Echo the lines of the material below, starting with the line that contains "Exercise. Mark the cardboard" and going on through the line that contains "<point>527,355</point>", both included. Give those lines alone, unchanged.

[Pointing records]
[START]
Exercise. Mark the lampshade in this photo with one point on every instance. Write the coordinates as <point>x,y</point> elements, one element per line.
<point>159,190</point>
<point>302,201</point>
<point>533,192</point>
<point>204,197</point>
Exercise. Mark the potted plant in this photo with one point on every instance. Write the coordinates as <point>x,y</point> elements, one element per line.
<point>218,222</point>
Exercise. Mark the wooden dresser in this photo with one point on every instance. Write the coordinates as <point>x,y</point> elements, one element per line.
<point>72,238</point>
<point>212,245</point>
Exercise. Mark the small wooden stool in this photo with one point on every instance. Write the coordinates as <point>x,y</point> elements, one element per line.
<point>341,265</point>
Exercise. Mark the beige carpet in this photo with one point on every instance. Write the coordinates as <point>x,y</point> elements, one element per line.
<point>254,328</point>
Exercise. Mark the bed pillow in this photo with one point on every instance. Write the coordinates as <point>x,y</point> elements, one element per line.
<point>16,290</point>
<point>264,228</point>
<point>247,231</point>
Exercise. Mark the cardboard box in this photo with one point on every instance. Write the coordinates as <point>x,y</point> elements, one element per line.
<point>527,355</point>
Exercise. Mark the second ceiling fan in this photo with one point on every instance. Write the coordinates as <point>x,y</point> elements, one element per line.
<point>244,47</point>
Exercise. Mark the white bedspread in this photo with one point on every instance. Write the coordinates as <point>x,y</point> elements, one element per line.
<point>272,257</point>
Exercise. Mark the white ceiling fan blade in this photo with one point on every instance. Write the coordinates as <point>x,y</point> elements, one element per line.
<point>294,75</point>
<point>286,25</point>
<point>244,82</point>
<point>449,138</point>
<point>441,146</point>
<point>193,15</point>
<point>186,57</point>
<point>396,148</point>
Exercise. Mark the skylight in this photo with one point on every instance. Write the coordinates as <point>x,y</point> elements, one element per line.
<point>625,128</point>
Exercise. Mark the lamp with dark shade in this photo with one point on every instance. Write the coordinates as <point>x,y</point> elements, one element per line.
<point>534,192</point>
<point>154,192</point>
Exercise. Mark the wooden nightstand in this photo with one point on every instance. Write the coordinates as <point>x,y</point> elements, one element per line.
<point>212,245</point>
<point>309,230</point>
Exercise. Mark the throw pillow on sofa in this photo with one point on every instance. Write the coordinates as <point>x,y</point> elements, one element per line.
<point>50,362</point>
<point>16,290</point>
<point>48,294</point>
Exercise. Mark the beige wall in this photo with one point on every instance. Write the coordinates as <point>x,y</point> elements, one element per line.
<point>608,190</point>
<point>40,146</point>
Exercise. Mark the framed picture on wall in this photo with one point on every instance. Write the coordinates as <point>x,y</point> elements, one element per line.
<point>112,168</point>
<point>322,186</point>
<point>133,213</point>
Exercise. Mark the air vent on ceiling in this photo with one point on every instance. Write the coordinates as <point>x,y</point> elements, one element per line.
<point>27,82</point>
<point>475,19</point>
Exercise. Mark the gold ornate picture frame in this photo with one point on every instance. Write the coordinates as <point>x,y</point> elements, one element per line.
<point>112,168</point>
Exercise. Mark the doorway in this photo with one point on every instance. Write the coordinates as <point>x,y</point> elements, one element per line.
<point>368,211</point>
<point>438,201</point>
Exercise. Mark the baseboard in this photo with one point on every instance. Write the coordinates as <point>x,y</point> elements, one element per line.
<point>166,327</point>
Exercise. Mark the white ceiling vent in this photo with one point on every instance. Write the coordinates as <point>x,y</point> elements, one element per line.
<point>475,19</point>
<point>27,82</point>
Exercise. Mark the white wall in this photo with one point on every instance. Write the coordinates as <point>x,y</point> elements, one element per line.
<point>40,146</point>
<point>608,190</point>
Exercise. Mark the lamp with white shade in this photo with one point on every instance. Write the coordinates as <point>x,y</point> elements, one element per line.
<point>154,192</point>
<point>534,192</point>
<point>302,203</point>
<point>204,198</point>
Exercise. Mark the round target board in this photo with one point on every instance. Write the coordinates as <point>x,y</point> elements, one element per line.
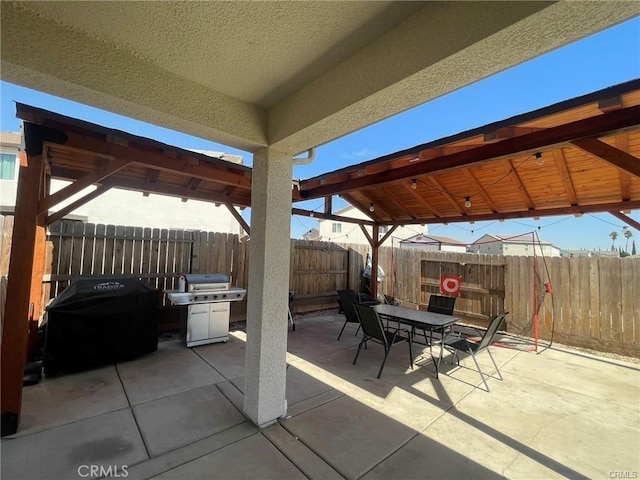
<point>450,285</point>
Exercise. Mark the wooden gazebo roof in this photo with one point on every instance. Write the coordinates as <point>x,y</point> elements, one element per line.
<point>89,154</point>
<point>574,157</point>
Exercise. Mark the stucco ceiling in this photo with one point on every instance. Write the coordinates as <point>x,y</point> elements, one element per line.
<point>289,75</point>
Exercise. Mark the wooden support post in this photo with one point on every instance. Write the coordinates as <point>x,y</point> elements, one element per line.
<point>15,331</point>
<point>35,297</point>
<point>375,245</point>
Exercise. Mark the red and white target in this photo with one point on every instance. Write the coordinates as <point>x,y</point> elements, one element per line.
<point>450,285</point>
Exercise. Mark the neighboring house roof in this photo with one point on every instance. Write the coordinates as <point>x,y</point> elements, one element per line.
<point>312,233</point>
<point>11,138</point>
<point>523,239</point>
<point>422,238</point>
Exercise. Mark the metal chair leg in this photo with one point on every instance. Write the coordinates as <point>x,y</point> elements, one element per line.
<point>480,371</point>
<point>386,354</point>
<point>494,364</point>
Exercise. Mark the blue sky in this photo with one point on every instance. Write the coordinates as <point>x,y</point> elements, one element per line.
<point>601,60</point>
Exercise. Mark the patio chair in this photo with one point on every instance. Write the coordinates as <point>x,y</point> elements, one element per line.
<point>455,344</point>
<point>441,304</point>
<point>346,299</point>
<point>373,330</point>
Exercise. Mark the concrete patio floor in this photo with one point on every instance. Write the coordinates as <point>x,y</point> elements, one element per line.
<point>177,414</point>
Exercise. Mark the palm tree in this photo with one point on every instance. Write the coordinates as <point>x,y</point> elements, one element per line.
<point>627,234</point>
<point>614,237</point>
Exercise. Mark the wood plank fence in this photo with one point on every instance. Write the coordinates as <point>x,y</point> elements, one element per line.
<point>594,303</point>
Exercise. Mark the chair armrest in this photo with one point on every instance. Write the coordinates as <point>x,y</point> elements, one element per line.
<point>468,331</point>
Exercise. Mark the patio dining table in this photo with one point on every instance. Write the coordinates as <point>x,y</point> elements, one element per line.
<point>422,319</point>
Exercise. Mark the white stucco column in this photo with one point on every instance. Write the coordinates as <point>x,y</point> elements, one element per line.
<point>265,361</point>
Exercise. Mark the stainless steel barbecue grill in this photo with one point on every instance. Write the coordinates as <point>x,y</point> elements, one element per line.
<point>205,301</point>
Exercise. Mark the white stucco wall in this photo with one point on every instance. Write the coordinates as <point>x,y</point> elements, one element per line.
<point>10,144</point>
<point>491,245</point>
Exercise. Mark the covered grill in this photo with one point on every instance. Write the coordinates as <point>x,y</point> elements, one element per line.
<point>205,301</point>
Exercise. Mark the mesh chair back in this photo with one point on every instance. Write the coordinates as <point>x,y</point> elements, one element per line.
<point>492,330</point>
<point>441,304</point>
<point>370,321</point>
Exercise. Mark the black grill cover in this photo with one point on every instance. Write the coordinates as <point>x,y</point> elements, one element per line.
<point>96,321</point>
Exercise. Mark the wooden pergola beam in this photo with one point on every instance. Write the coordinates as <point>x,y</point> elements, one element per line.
<point>546,212</point>
<point>78,203</point>
<point>626,219</point>
<point>308,213</point>
<point>81,183</point>
<point>565,175</point>
<point>245,226</point>
<point>616,157</point>
<point>601,125</point>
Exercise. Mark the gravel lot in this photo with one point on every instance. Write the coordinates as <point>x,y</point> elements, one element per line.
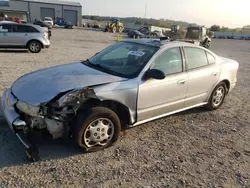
<point>196,148</point>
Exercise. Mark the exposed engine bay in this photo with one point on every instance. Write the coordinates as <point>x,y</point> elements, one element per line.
<point>56,114</point>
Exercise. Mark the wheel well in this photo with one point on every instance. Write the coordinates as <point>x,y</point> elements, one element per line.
<point>34,40</point>
<point>121,110</point>
<point>227,84</point>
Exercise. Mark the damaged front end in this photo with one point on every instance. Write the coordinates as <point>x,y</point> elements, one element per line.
<point>54,115</point>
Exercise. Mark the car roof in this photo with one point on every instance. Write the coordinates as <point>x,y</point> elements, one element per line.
<point>161,43</point>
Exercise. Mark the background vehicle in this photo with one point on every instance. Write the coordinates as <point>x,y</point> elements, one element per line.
<point>49,20</point>
<point>136,34</point>
<point>156,34</point>
<point>97,26</point>
<point>27,36</point>
<point>127,84</point>
<point>114,26</point>
<point>68,25</point>
<point>44,24</point>
<point>198,35</point>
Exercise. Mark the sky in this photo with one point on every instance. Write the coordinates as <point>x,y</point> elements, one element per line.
<point>228,13</point>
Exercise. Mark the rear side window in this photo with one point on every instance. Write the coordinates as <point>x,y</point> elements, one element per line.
<point>19,28</point>
<point>170,61</point>
<point>5,27</point>
<point>210,57</point>
<point>196,57</point>
<point>31,29</point>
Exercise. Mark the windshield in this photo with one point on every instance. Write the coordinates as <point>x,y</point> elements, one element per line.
<point>124,59</point>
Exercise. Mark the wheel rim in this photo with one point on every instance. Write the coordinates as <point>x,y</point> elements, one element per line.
<point>34,47</point>
<point>218,96</point>
<point>99,132</point>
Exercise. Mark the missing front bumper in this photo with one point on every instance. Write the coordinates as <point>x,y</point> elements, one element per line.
<point>17,125</point>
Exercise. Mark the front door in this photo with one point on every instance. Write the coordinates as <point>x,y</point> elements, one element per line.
<point>5,34</point>
<point>159,97</point>
<point>203,74</point>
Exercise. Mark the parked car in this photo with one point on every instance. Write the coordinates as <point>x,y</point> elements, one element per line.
[END]
# Complete response:
Exercise. Mark the cardboard box in this photo with one point on every instance. Write the coordinates as <point>x,y</point> elements, one element per line.
<point>527,355</point>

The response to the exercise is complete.